-- Task --
Which lines of the data below contain the word "Give"? Pick out each of them and copy it in full.
** START OF Supplied entries **
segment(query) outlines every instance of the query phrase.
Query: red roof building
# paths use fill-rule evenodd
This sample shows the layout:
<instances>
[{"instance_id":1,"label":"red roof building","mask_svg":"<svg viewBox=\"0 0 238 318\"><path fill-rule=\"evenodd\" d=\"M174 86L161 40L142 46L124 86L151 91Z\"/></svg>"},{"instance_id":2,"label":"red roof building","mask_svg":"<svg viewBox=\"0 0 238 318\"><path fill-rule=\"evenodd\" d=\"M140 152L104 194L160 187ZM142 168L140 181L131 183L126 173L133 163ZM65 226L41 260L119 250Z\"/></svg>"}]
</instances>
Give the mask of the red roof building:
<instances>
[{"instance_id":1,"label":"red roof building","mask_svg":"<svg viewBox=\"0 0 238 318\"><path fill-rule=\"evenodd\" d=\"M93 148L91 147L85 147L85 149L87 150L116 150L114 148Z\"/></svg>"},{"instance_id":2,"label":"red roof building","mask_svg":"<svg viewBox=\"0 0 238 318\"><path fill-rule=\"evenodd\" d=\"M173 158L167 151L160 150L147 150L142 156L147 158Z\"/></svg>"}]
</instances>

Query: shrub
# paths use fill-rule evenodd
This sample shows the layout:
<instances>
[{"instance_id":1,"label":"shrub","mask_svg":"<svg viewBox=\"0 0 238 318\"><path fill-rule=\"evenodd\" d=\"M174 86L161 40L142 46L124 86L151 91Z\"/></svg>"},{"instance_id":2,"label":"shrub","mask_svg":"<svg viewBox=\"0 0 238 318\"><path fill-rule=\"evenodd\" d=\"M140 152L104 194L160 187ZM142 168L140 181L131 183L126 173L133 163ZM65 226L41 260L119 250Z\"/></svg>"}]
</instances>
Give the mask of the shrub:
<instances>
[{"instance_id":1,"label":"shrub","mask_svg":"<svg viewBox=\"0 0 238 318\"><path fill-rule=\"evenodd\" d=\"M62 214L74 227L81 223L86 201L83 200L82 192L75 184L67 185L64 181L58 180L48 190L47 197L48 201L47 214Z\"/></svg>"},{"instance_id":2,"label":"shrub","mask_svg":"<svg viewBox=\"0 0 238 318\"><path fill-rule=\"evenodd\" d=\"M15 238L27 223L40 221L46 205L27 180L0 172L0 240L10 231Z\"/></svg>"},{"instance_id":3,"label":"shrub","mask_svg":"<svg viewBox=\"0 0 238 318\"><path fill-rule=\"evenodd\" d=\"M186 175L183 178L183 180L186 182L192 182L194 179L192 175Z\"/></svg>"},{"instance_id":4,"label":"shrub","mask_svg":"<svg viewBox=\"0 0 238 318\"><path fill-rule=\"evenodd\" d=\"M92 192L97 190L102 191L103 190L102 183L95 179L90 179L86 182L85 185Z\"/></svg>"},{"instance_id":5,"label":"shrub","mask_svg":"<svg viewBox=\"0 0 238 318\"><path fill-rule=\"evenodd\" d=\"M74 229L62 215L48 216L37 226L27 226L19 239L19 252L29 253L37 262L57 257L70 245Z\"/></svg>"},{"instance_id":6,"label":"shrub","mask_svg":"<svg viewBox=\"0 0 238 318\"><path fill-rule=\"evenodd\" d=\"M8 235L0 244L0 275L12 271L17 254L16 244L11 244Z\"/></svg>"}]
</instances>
** END OF Supplied entries **
-- Result --
Give the mask of the red roof building:
Give the mask of the shrub:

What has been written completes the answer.